> _Your instructions_: Continue the blog post on wedding announcements as clues to religion and social class, picking up after its final sentence.

Wednesday, October 12, 2005

Wedding Announcements as Social Commentary

Engagement announcements are an interesting sociological study. They convey a great deal more information than the details about the event itself and the participants. My interest here is in the relationship of religion to class, Each gives a clue to the other,

For example, if the bride, according to the announcement in The New York Times, is a graduate of Sarah Lawrence and is the daughter of the chief surgeon at a prestigious hospital and the groom is a graduate of Princeton and both his parents are lawyers in one of the biggest law firms in the East, then it is not likely that the happy couple observed their nuptial ceremony in the Independent Bible-Believing Gospel Tabernacle. If the article appears in a small Southern town paper and the bridge and groom of graduates of the local high school and if she works at Wal-Mart and he drives a bread truck, one would not be surprised to learn that they are to be married in an Assembly of God or Congregational Holiness church.

You get the idea. Folks in the upper middle class and highly educated in elite schools might well say their vows in an Episcopal or Presbyterian church if they are Protestants, although it would not be shocking to see them identified as Unitarians.

> _Source material_:
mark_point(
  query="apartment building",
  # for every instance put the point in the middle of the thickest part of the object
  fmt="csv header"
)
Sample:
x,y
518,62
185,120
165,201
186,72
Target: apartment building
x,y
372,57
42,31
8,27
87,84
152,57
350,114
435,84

> _Response for this exercise_:
Middle class people are well distributed in the main line Protestant denominations, but if they are in the lower half, they might well be Baptists or Methodists. In the South, however, where there are more Baptists than people, you will find all classes represented in the many churches large and small that occupy much real estate in the states of the old Confederacy. Affluent couples from rich families wouldn't be out of place at a well-groomed large Baptist church in the nearer suburbs, say Buckhead, if they are in the Atlanta region.

I will not belabor the point. It is elementary sociology of religion first imprinted in my mind by H. Richard Niebuhr's The Social Sources of Denominationalism. Just don't let anyone tell you that the denominations are to be distinguished only or primarily by their doctrinal differences. You can learn a lot by reading wedding announcements.